QUOTED PASSAGE section start

Gagnier addressed the question of the ‘worried well’, and the use of genetics to predict future illnesses. How did this link, she asked, with transhumanist philosophers such as William Hacking who imagine that humans will soon be able to transform their bodies and live for centuries? Professor Ellen Clayton (Vanderbilt University) responded that such thinking can be seen in many services, such as 23 and Me, which offer to read clients’ genome sequences and predict future health problems. She added that many people now blog about such ‘recreational genomics’, aiming to structure their lives around genetic health forecasts. Professor Jane Spencer urged the importance of an inclusive approach to questions of poverty and disease. Jay Clayton commented that the imaginative literature in the last twenty years dealing with issues related to genetics has been much more thoughtful than such transhumanist philosophy. Fiction like David Mitchell’s Cloud Atlas (2005), he noted, has created opportunities for reflective interventions in genomic debates. Gagnier, equally, warned against reductive biological approaches to culture, such as so-called ‘Darwinist literary criticism’. Such criticism was one-dimensional, she said, reducing all narrative to parables of natural and sexual selection.

QUOTED PASSAGE section end
DATASET EXCERPTS section start

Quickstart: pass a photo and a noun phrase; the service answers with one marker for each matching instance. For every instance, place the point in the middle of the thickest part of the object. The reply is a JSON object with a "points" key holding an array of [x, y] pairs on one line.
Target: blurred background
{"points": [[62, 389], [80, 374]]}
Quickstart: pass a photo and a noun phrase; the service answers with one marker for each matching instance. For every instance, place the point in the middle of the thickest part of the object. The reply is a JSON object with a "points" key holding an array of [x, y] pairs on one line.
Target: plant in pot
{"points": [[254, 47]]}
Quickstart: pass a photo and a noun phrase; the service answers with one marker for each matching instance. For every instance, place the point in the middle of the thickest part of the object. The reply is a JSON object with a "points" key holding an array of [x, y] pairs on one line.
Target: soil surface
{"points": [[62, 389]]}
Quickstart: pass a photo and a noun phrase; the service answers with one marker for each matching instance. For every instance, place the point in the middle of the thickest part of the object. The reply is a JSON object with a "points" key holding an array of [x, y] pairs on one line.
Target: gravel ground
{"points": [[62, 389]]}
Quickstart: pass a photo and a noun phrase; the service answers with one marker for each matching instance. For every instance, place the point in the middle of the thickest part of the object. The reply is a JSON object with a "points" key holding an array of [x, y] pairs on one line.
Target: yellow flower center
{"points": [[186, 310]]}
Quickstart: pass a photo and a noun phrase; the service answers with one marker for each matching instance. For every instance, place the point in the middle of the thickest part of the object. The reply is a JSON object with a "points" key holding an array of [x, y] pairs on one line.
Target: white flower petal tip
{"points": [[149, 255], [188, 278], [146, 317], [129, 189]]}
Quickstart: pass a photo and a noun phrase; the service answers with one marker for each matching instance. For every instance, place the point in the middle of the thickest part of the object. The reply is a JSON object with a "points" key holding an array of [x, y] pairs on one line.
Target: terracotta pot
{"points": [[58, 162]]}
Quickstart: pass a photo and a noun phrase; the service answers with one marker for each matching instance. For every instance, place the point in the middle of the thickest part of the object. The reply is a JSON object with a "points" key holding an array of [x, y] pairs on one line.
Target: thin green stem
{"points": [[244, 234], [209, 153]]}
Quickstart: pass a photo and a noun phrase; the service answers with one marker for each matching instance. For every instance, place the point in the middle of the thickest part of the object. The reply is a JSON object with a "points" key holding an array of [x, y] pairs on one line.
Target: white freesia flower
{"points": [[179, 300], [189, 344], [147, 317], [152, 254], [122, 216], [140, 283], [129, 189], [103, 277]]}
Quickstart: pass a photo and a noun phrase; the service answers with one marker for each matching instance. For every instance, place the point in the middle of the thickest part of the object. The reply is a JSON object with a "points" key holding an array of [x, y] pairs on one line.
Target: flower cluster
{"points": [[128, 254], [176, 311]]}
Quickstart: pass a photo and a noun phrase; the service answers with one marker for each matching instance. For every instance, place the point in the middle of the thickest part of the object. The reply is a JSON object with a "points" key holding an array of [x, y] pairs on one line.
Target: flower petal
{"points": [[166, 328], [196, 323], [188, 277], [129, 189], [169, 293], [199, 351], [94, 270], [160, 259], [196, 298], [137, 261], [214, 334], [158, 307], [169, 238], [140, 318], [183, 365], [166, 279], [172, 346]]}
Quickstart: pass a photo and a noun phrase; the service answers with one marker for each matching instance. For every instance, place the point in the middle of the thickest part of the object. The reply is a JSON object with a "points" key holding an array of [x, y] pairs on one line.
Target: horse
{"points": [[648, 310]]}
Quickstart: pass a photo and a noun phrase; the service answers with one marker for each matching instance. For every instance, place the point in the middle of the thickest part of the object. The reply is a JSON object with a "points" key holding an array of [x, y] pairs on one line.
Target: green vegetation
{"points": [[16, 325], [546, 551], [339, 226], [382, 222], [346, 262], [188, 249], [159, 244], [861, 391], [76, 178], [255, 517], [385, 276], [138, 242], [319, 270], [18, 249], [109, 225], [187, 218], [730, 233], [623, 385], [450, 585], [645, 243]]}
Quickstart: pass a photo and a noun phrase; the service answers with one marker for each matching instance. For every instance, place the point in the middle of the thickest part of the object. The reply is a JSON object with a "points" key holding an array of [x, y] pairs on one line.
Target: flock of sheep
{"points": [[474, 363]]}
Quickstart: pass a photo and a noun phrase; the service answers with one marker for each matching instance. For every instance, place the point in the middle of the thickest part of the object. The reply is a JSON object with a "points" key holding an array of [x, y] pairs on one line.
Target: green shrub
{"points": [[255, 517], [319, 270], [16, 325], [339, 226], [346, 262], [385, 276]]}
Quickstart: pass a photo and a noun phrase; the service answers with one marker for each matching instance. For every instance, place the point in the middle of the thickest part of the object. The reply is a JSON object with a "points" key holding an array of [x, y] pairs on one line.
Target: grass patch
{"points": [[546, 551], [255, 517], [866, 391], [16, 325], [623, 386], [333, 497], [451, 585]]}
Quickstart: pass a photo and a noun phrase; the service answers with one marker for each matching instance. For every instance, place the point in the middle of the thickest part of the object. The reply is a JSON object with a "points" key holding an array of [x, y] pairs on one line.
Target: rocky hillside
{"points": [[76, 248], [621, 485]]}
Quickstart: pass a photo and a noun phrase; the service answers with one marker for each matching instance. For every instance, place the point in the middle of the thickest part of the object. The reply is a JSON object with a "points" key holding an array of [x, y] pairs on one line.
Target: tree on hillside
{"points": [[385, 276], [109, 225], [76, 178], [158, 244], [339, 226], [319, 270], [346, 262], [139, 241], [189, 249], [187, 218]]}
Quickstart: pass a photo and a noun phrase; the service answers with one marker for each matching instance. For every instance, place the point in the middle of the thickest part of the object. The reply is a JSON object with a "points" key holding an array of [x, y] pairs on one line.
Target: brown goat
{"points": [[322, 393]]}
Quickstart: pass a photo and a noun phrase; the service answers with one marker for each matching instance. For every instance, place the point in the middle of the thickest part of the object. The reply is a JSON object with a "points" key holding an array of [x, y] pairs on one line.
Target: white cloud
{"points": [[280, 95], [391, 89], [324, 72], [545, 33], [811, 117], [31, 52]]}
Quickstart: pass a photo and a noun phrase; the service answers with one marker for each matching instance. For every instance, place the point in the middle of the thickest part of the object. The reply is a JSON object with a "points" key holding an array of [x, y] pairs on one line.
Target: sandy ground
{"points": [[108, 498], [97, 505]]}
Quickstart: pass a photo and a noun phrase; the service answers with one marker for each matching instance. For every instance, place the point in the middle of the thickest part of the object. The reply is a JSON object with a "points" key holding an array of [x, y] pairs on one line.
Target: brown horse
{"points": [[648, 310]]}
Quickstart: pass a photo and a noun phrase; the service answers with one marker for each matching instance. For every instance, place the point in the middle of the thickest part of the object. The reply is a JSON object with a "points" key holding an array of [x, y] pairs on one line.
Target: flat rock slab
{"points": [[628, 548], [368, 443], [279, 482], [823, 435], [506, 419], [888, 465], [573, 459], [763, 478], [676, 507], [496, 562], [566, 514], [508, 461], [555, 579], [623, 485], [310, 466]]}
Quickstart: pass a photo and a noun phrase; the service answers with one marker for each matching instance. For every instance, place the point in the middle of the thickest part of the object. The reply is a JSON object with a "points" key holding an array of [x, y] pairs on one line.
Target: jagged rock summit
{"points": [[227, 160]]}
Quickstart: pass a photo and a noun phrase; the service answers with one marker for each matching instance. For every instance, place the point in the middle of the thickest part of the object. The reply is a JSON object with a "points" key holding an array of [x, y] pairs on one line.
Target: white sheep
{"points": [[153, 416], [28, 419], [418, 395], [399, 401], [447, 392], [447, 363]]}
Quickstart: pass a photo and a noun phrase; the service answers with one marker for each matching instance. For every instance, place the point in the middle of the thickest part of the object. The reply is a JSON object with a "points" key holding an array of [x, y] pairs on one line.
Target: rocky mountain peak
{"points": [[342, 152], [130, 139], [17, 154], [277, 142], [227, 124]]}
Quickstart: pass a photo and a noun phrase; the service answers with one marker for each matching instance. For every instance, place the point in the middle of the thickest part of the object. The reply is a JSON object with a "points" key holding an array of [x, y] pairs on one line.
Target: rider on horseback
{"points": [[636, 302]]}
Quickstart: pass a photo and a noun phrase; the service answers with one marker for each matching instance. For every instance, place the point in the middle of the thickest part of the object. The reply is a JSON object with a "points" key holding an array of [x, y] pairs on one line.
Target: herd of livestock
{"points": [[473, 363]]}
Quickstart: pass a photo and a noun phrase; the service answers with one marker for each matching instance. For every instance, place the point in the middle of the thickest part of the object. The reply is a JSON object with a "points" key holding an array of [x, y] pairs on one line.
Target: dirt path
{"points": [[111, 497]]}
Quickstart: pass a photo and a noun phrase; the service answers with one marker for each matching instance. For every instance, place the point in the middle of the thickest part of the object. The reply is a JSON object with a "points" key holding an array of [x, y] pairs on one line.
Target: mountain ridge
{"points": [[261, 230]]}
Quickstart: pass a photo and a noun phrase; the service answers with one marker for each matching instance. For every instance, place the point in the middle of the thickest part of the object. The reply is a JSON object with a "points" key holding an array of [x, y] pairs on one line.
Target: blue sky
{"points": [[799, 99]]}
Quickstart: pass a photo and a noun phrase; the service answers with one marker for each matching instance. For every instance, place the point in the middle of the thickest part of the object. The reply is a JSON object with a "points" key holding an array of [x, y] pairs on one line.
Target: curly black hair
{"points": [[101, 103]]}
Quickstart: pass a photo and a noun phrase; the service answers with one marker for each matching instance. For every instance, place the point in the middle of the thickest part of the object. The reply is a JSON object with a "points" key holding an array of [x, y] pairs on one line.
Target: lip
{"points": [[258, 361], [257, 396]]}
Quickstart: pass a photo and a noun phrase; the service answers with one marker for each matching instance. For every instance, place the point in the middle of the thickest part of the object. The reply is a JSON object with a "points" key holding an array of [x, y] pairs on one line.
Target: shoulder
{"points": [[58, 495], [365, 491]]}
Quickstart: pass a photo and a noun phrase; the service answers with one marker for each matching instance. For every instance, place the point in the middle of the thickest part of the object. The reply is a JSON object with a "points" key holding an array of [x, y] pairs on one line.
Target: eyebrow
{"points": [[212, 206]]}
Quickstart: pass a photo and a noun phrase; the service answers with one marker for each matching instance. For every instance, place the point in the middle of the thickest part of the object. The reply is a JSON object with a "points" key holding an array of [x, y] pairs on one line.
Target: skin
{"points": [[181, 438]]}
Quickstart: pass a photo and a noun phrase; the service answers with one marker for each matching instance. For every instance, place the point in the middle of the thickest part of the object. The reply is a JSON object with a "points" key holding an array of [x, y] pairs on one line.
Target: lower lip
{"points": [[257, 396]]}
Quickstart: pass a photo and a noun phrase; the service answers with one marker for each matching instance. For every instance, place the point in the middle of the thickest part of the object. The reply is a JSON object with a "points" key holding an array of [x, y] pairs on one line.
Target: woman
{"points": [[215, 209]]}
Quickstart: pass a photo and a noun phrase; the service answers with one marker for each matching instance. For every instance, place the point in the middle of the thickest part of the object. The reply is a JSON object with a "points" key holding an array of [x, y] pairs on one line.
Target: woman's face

DATASET EXCERPTS section end

_TASKS FOR THIS EXERCISE_.
a) According to the discussion summary, which service did Professor Ellen Clayton give as an example of offering to read clients' genome sequences?
b) For each statement, say whether the discussion summary agrees with it, and quote the words that decide it.
(i) Jay Clayton found recent imaginative literature on genetics more thoughtful than transhumanist philosophy.
(ii) Gagnier spoke in favor of Darwinist literary criticism.
(iii) Professor Jane Spencer called for an inclusive approach to poverty and disease.
The lines are separate material with no connection to the discussion summary.

_ANSWERS_.
a) 23 and Me

b)
(i) Yes: "the imaginative literature in the last twenty years dealing with issues related to genetics has been much more thoughtful than such transhumanist philosophy"
(ii) No: "Gagnier, equally, warned against reductive biological approaches to culture, such as so-called ‘Darwinist literary criticism’"
(iii) Yes: "urged the importance of an inclusive approach to questions of poverty and disease"